-- Directions for this task --
Write out the records below once more, exactly and completely.

════════════════════

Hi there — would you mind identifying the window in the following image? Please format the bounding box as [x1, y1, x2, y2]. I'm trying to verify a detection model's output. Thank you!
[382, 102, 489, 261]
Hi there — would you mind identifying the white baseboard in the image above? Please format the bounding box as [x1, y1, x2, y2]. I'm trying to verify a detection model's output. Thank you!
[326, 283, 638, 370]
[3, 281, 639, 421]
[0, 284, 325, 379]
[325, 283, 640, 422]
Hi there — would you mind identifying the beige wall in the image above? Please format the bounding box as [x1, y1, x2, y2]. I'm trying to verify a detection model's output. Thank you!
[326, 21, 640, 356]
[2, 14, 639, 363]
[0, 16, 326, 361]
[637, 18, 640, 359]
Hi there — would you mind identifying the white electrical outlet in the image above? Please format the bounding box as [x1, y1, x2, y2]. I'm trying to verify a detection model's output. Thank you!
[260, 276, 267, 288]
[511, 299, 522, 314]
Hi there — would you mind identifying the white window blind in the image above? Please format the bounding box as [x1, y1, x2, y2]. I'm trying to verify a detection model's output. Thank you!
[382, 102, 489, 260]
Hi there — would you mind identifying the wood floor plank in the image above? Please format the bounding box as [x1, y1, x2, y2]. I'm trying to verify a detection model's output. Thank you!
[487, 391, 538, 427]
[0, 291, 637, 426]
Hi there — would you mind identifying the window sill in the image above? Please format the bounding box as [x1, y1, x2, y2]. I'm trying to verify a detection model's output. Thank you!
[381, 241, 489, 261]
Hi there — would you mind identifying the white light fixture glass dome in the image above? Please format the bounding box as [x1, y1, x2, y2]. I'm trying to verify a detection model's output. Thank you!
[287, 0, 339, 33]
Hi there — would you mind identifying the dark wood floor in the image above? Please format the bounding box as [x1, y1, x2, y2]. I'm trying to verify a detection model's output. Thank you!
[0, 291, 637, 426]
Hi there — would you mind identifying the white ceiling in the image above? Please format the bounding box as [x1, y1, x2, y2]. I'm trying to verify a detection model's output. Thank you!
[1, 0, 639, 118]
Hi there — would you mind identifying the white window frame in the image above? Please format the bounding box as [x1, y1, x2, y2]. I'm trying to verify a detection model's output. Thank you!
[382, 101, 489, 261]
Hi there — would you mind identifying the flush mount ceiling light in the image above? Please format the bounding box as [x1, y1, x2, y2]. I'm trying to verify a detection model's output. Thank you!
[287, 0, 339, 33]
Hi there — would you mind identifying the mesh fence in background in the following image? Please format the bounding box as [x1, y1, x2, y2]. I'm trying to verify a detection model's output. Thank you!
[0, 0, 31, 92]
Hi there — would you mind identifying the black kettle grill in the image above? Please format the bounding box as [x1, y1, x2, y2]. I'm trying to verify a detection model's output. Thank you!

════════════════════

-- Answer to the exercise --
Hi there — would you mind identifying the window in the following image? Please format the bounding box as [x1, y1, x2, y2]. I'm trying to verify a detection model's output. Thank you!
[382, 102, 489, 261]
Hi there — would you mind identifying the white baseboard in the image above? Please format the bounding box as [x1, y1, x2, y2]. I'm trying to verify a detection model's output. Thank you!
[326, 283, 638, 370]
[3, 281, 639, 421]
[0, 284, 325, 379]
[325, 283, 640, 422]
Hi there — would you mind identifying the beige wall in the image above? Please format the bounding box as [x1, y1, x2, y2]. I'm trying to verify a detection model's output. Thank you!
[326, 21, 640, 356]
[2, 14, 639, 363]
[0, 16, 326, 361]
[637, 18, 640, 359]
Hi there — would you mind identifying the white electrical outlet in the image above? Please format the bounding box as [x1, y1, x2, y2]. I'm trying to verify a detection model's output. Thank you!
[260, 276, 267, 288]
[511, 299, 522, 314]
Hi there — would you mind identifying the white window blind in the image above? Please format the bounding box as [x1, y1, x2, y2]. I'm trying to verify a detection model's output. Thank you!
[382, 102, 489, 260]
Hi there — would you mind identifying the wood floor plank in the image above? Please format the bounding box as [x1, y1, x2, y2]. I'm trying to verify a detection model's output. Thank you!
[487, 391, 538, 427]
[0, 291, 637, 426]
Hi there — would you mind identifying the window sill in the image above? Please format the bounding box as [x1, y1, x2, y2]. I'm trying to verify a detection model's output. Thank you!
[381, 241, 489, 261]
Hi there — would you mind identifying the white light fixture glass dome in the image above? Please format the bounding box as [x1, y1, x2, y2]. I'm trying to verify a detection model's output. Thank you!
[287, 0, 339, 33]
Hi there — would you mind identifying the dark wood floor in the image above? Please format the bounding box as [x1, y1, x2, y2]. I'm trying to verify a detection model's output. Thank you!
[0, 291, 637, 426]
Hi there — would you mind identifying the white ceiling in the image above? Please format the bounding box as [x1, y1, x2, y2]. I'm trying to verify a detection model's output. Thank you!
[1, 0, 639, 118]
Hi there — would you mind identifying the white window frame in the image above? Please format the bounding box as [x1, y1, x2, y2]. I'm trying to verify a detection model's output. Thank you!
[382, 101, 489, 261]
Hi there — would you mind identifying the flush mount ceiling light in the image above? Please format the bounding box as [x1, y1, x2, y2]. I'm trying to verify a detection model's output. Thank you!
[287, 0, 339, 33]
Hi there — would you mind identifying the mesh fence in background in the following image? Please format the bounding box as [x1, y1, x2, y2]. I'm trying to verify a detection model's output. Thank you!
[0, 0, 31, 92]
Hi there — would you mind identifying the black kettle grill in the image above? Please format the bounding box as [x1, y1, x2, y2]. I'm trying to verify a detection model's output. Thank you!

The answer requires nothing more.